Thursday, 12 January 2012

Lies, damned lies, and statistics

Sadly, spin and distortion in an attempt to support a dubious parochial objective is a feature of pretty much everything these days, so nothing can be taken at face value any longer.  This just wastes a huge amount of time and effort arguing over the numbers rather than spending it on solving the problem.

A case in point is the suggestion that anything up to 70% of Atos WCAs are wrong.  Nobody quite says this, but many are happy that this might be the impression you walk away with, after all it proves without doubt that Atos is rubbish.

However it appears that only 9% of assessment decisions have been overturned at appeal – as recently verified by the independent fact-checker Fullfacts.org. (I have always found Fullfacts to be about as straight as anyone can be).

The REAL issue is therefore whether or not 9% is acceptable and if not what is?  It doesn’t sound a lot – less than 1 in 10 – but in such a sensitive area it is clearly not good enough, but no “errors” is unrealistic.
The sooner we do this, the sooner we can have a sensible discussion about how best to achieve the target (and by when) and establish a series of milestones to get us there.  This is no more than good business practice and I really cannot understand why this was not sorted out at the very beginning of this project.  The fact that it was not is inexcusable and even Harrington reports do not address this basic issue.  How can anyone possibly say that the current overall process is capable of achieving an acceptable error rate without knowing what it is?

• WHAT THIS EXERCISE ASKS:
**A)** Output the post on Atos assessment statistics from "Thursday, 12 January" to "solving the problem." word for word.
**B)** Shift each bounding box coordinate up by 127, and write out every line of the records from the line with "You serve as" to the line with "[398,259,1123,633]" in full, with the pictures left out.

Items from a labeling collection:
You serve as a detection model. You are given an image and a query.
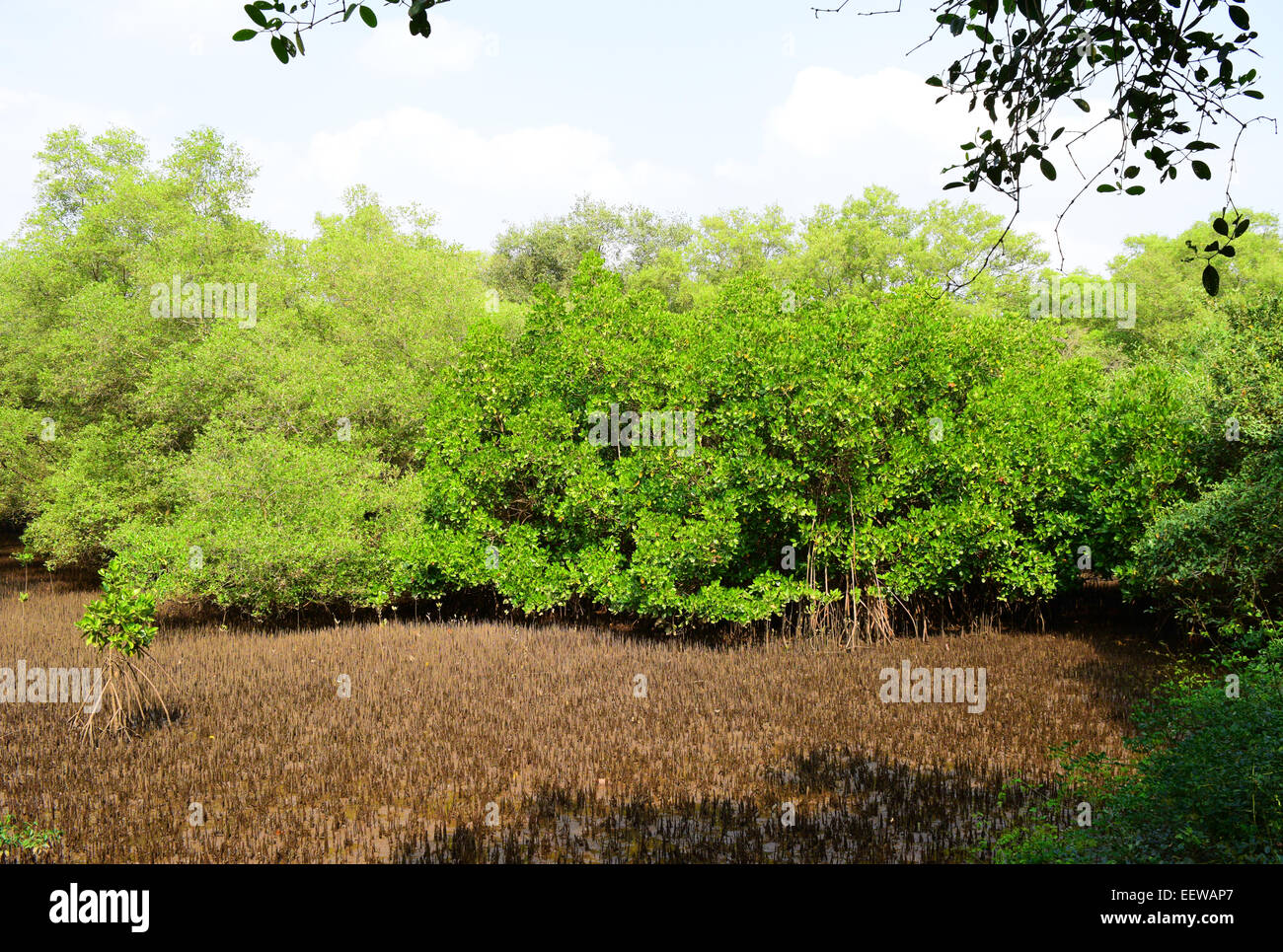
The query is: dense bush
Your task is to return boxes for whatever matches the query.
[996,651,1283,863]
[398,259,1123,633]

...

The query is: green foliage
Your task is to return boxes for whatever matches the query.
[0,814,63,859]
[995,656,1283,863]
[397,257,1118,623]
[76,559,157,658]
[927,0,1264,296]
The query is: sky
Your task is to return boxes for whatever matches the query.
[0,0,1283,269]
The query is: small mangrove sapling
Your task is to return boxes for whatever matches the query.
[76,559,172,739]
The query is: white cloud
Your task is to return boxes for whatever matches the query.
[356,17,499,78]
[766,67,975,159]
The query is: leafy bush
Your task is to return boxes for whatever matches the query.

• RESULTS OF THE TASKS:
**A)**
Thursday, 12 January 2012

Lies, damned lies, and statistics

Sadly, spin and distortion in an attempt to support a dubious parochial objective is a feature of pretty much everything these days, so nothing can be taken at face value any longer.  This just wastes a huge amount of time and effort arguing over the numbers rather than spending it on solving the problem.

**B)**
You serve as a detection model. You are given an image and a query.
The query is: dense bush
Your task is to return boxes for whatever matches the query.
[1123,778,1410,990]
[525,386,1250,760]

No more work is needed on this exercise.